[Exercise aim] Output the data in full and exactly as presented.

[Study material]
━━━━━━━━━━━━━━━━

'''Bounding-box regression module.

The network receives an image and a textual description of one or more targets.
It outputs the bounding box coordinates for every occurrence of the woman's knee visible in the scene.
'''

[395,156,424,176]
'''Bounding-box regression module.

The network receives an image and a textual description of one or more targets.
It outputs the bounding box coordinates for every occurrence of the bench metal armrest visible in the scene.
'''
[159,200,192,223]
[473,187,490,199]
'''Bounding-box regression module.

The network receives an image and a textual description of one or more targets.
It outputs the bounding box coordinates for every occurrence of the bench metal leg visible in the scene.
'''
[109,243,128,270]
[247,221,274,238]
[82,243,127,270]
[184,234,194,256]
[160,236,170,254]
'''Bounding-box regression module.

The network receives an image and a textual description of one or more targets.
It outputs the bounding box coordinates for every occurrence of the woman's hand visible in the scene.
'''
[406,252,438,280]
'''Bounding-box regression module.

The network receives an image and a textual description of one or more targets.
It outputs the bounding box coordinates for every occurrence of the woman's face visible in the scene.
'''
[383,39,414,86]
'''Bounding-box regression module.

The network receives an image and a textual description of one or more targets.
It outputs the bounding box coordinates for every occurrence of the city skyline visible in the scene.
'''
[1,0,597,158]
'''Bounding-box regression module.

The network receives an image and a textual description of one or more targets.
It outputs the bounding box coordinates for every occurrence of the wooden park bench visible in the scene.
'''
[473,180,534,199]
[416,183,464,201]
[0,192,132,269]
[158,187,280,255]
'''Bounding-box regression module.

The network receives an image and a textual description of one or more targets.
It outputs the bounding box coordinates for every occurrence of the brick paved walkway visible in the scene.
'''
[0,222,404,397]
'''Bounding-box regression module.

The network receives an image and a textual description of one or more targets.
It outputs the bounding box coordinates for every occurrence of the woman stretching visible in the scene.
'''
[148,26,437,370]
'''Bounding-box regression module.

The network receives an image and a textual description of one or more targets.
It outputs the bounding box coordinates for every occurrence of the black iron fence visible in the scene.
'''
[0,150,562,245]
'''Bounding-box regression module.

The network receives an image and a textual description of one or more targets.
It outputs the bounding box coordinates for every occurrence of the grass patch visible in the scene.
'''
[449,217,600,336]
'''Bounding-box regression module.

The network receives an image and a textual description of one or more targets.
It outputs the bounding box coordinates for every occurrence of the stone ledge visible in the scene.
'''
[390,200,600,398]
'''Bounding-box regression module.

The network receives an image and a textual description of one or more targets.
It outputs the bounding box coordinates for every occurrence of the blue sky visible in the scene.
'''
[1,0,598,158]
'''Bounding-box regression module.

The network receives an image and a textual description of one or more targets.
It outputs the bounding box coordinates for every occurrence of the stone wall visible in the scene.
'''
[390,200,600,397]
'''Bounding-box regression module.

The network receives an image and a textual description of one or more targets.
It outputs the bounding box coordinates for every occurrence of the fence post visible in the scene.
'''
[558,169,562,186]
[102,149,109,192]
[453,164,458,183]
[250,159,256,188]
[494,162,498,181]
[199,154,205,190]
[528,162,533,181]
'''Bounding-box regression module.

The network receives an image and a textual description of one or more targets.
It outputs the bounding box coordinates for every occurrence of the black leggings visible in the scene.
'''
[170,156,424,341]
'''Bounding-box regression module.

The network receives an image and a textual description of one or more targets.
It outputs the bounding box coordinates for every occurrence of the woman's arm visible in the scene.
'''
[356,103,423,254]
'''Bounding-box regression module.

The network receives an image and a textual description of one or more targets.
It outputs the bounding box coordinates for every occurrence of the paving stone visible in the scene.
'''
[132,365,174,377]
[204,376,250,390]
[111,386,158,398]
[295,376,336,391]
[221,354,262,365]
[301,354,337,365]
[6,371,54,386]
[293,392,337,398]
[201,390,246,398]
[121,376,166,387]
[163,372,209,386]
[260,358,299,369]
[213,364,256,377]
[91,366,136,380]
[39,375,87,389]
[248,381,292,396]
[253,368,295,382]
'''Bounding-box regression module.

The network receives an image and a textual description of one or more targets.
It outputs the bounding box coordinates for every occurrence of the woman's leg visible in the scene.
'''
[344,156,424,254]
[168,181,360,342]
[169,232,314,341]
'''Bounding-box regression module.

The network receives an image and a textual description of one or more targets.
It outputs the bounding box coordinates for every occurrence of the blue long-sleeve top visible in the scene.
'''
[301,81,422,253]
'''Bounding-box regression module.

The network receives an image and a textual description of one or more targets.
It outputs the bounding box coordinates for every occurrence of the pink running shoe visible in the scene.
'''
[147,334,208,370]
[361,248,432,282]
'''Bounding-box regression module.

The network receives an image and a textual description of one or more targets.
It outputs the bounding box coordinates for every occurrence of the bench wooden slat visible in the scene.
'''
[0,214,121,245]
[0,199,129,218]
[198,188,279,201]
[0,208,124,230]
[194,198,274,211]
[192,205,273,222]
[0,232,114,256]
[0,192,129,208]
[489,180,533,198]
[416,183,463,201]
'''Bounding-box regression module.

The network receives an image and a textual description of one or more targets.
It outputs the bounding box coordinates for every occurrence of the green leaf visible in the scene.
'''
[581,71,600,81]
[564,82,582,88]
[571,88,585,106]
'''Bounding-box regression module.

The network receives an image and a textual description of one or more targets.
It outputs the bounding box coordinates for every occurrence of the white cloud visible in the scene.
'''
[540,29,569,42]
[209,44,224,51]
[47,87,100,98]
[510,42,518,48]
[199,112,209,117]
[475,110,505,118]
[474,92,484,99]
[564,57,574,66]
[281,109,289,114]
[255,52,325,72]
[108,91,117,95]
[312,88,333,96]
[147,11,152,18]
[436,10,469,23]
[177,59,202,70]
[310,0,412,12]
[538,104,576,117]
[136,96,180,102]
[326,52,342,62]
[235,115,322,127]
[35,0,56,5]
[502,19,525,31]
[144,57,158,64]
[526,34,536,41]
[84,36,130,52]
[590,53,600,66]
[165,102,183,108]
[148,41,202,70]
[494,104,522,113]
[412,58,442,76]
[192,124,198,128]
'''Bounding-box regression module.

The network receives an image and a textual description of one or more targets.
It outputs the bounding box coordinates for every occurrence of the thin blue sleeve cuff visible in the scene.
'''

━━━━━━━━━━━━━━━━

[Written answer]
'''Bounding-box regression module.

The network receives an image and a textual description of one or more targets.
It outputs the bounding box coordinates for every occurrence of the woman's knee visible in the scene.
'''

[395,156,424,176]
'''Bounding-box regression module.

The network receives an image and a textual description of one or more targets.
It outputs the bounding box coordinates for every occurrence of the bench metal armrest visible in the scene.
'''
[159,200,192,223]
[473,187,490,199]
'''Bounding-box regression module.

The network receives an image and a textual description of one or more targets.
It outputs the bounding box coordinates for every occurrence of the bench metal leg visible in the scene.
'''
[109,243,128,270]
[247,221,274,238]
[82,243,127,270]
[184,234,194,256]
[160,236,170,254]
'''Bounding-box regression module.

The network receives an image and a textual description of one or more targets.
It outputs the bounding box coordinates for every occurrence of the woman's hand visible in the scene.
'''
[406,252,438,280]
'''Bounding-box regression module.

The network receives an image and a textual description of one or more targets.
It outputs the bounding box coordinates for every occurrence of the woman's face visible in the scene.
'''
[383,39,414,86]
'''Bounding-box regression module.

The network receives an image and a textual description of one or more targets.
It outputs the bounding box coordinates for every occurrence of the city skyline visible in the scene.
'''
[1,0,597,158]
'''Bounding-box regression module.

The network receives an image and a textual description of one or more targets.
It outputs the bounding box coordinates for every occurrence of the wooden park bench visible in the scene.
'''
[473,180,534,199]
[416,183,464,201]
[0,192,132,269]
[158,187,280,255]
'''Bounding-box regression module.

The network receives an image and a textual description of one or more targets.
It outputs the bounding box coordinates for every occurrence of the brick paved walkway visible in the scene.
'''
[0,222,404,397]
'''Bounding-box regression module.

The network receives an image and a textual description of one or more targets.
It outputs the bounding box coordinates for every occurrence of the woman stretching visible in the scene.
'''
[148,26,437,370]
'''Bounding-box regression module.

The network receives an image and a textual description of one or more targets.
It outputs the bounding box coordinates for every occurrence of the black iron fence visible in the scene.
'''
[0,150,562,245]
'''Bounding-box regression module.

The network receives an image and a textual description of one or more targets.
It outputs the bounding box coordinates for every occurrence of the grass patch visible in the scene.
'''
[449,217,600,336]
'''Bounding-box regression module.

The network receives an image and a textual description of one or more targets.
It outputs the bounding box coordinates for every occurrence of the stone ledge visible in the scene.
'''
[390,200,600,398]
'''Bounding-box regression module.

The network receives an image and a textual description of one or more targets.
It outputs the bounding box coordinates for every occurrence of the blue sky visible in the scene.
'''
[1,0,598,158]
'''Bounding-box regression module.

The network receives an image and a textual description of one or more targets.
It outputs the bounding box coordinates for every occurrence of the stone wall visible in the scene.
'''
[390,200,600,397]
'''Bounding-box regression module.

The network receives an image and a textual description of one or more targets.
It outputs the bounding box coordinates for every occurrence of the fence post visible in the scene.
'''
[558,169,562,186]
[102,149,109,192]
[453,164,458,183]
[250,159,256,188]
[494,162,498,181]
[199,154,205,190]
[528,162,533,181]
'''Bounding-box regression module.

The network receives an image and a textual description of one or more targets.
It outputs the bounding box coordinates for every occurrence of the black leggings visible in the scene.
'''
[170,156,424,341]
'''Bounding-box regression module.

The network receives an image and a textual description of one or more targets.
It outputs the bounding box coordinates for every occurrence of the woman's arm visible in the scene.
'''
[356,103,423,254]
'''Bounding-box regression module.

The network receives an image and a textual description of one or more targets.
It outputs the bounding box coordinates for every occurrence of the paving stone visible in the scene.
'''
[132,365,174,377]
[204,376,250,390]
[111,386,158,398]
[295,376,336,391]
[221,354,262,365]
[301,354,337,365]
[6,371,54,386]
[293,392,337,398]
[201,390,246,398]
[121,376,166,387]
[163,372,209,386]
[260,358,299,369]
[213,364,256,377]
[91,366,136,380]
[39,375,87,389]
[248,381,292,396]
[253,368,295,382]
'''Bounding-box regression module.

The network receives an image and a textual description of one or more targets.
It outputs the bounding box coordinates for every occurrence of the woman's leg visible in the scene.
'''
[344,156,424,254]
[168,181,360,342]
[169,232,314,341]
'''Bounding-box regression module.

The network receives an image and a textual description of one or more targets.
It outputs the bounding box coordinates for every occurrence of the blue long-sleeve top visible in the scene.
'''
[301,81,422,253]
'''Bounding-box regression module.

The network receives an image and a textual description of one or more targets.
It outputs the bounding box coordinates for every occurrence of the pink running shoe visible in the scene.
'''
[147,334,208,370]
[361,248,432,282]
'''Bounding-box regression module.

The network receives an image and a textual description of one or more targets.
It outputs the bounding box coordinates for every occurrence of the bench wooden slat visible in the scene.
'''
[0,214,121,245]
[0,199,129,218]
[198,188,279,201]
[0,208,124,230]
[194,198,274,211]
[192,205,273,222]
[0,232,114,256]
[0,192,129,208]
[489,180,533,198]
[416,183,463,201]
'''Bounding-box regression module.

The network receives an image and a textual description of one or more targets.
It outputs the bounding box coordinates for every occurrence of the green leaf visible in the scene.
'''
[581,71,600,81]
[564,82,582,88]
[571,88,585,106]
'''Bounding-box regression module.

The network receives an image and a textual description of one or more targets.
It outputs the bounding box coordinates for every occurrence of the white cloud visible in the scene.
'''
[540,29,569,42]
[209,44,224,51]
[47,87,100,98]
[510,42,518,48]
[199,112,209,117]
[475,110,505,118]
[474,92,484,99]
[564,57,574,66]
[281,109,289,114]
[255,52,325,72]
[108,91,117,95]
[312,88,333,96]
[147,11,152,18]
[436,10,469,23]
[177,59,202,70]
[310,0,412,12]
[538,104,576,117]
[136,96,180,102]
[326,52,342,62]
[235,115,322,127]
[35,0,56,5]
[502,19,525,31]
[144,57,158,64]
[526,34,536,41]
[84,36,130,52]
[590,53,600,66]
[165,102,183,108]
[148,41,202,70]
[494,104,522,113]
[412,58,442,76]
[192,124,198,128]
'''Bounding-box regression module.

The network receives an image and a textual description of one or more targets.
It outputs the bounding box coordinates for every occurrence of the thin blue sleeve cuff visible in the scene.
'''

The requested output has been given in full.